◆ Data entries
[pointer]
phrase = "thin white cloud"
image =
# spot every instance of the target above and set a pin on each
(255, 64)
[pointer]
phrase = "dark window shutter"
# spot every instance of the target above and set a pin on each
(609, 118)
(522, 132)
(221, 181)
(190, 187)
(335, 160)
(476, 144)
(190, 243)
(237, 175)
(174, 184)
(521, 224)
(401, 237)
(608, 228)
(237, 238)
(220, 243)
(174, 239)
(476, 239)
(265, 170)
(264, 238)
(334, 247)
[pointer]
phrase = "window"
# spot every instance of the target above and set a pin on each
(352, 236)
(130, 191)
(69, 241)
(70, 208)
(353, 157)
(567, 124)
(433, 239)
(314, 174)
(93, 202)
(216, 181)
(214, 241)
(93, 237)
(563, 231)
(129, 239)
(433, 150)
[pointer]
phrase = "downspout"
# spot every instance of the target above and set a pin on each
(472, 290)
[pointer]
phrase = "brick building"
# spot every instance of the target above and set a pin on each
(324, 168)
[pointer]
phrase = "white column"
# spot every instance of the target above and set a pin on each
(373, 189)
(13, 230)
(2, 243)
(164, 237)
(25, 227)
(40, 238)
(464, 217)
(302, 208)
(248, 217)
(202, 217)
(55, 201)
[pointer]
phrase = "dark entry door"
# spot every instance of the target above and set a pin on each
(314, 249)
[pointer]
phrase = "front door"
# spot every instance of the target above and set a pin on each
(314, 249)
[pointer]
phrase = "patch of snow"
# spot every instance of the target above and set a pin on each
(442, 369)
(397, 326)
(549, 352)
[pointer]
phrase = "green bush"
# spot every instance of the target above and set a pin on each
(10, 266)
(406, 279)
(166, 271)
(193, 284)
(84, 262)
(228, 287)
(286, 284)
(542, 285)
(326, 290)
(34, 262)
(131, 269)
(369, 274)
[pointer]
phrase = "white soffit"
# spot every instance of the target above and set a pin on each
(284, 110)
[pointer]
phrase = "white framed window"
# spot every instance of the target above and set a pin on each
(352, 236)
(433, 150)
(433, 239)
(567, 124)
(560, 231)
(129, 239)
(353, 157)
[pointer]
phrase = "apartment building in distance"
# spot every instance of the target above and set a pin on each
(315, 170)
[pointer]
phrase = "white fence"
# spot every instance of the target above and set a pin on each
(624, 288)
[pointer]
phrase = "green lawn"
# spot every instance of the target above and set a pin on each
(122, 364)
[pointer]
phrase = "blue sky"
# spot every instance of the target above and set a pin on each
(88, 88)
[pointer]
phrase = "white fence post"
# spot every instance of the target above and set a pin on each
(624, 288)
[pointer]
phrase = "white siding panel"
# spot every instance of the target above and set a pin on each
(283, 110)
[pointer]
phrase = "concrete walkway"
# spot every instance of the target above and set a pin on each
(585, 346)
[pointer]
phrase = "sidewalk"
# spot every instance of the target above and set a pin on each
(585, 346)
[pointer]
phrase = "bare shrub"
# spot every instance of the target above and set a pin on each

◆ EXERCISE DETAILS
Copy out the full material exactly as it appears.

◆ TASK RESPONSE
[pointer]
phrase = "thin white cloud"
image =
# spot every instance of the target above and set a pin on each
(255, 64)
[pointer]
phrase = "dark window shutter"
# spot every instance of the target above and set a pin on each
(609, 118)
(522, 132)
(221, 181)
(190, 187)
(335, 160)
(476, 144)
(190, 243)
(237, 175)
(174, 184)
(521, 224)
(401, 237)
(608, 228)
(237, 238)
(220, 243)
(174, 239)
(476, 239)
(265, 170)
(264, 238)
(334, 247)
[pointer]
phrase = "window"
# spot every instance of the target above and set a pin on each
(352, 236)
(130, 191)
(69, 241)
(70, 208)
(353, 157)
(567, 124)
(433, 239)
(314, 174)
(93, 202)
(216, 181)
(214, 241)
(93, 237)
(563, 231)
(129, 239)
(433, 150)
[pointer]
phrase = "downspout"
# spot every instance of the target above and set a pin on each
(472, 290)
[pointer]
phrase = "brick building"
# spot every instance of the target above and set a pin on each
(324, 168)
[pointer]
phrase = "white column"
# spot every instance of the target above and set a pin on each
(373, 189)
(13, 230)
(2, 243)
(164, 237)
(25, 227)
(40, 238)
(464, 217)
(302, 208)
(248, 217)
(202, 217)
(55, 201)
[pointer]
phrase = "dark entry door"
# spot every instance of the target above and set a pin on each
(314, 249)
[pointer]
phrase = "front door"
# spot every instance of the target above and set a pin on each
(314, 249)
[pointer]
phrase = "patch of snow"
# spot every instance of the target above and set a pin on each
(442, 369)
(397, 326)
(549, 352)
[pointer]
phrase = "green bush"
# spot every instance of the target above and set a pin on each
(10, 266)
(406, 279)
(166, 271)
(193, 284)
(84, 262)
(228, 287)
(286, 284)
(542, 285)
(326, 290)
(34, 262)
(131, 269)
(369, 274)
[pointer]
phrase = "white soffit"
# spot every instance of the target above and set a pin on each
(284, 110)
[pointer]
phrase = "white framed window"
# spot every instance of the target above and set a pin on each
(352, 236)
(433, 150)
(433, 239)
(567, 124)
(560, 231)
(129, 239)
(353, 157)
[pointer]
phrase = "apartment building in distance"
# spot every instance of the target above and set a pin on each
(315, 170)
[pointer]
phrase = "white fence"
# spot every instance of the target above and set a pin on each
(624, 288)
[pointer]
phrase = "green lawn"
# spot every instance of the target above and set a pin on each
(122, 364)
[pointer]
phrase = "blue sky"
# spot every instance of the target above and set a pin on each
(88, 88)
[pointer]
phrase = "white fence post"
# spot every instance of the target above and set a pin on each
(624, 288)
[pointer]
phrase = "white siding panel"
# spot every instance of the target above and set a pin on each
(283, 110)
[pointer]
phrase = "concrete walkway"
# spot every instance of the target above and set a pin on each
(585, 346)
[pointer]
phrase = "sidewalk"
# spot every instance of the target above and set a pin on each
(585, 346)
[pointer]
phrase = "bare shrub"
# spot every instance of the target above and set a pin on each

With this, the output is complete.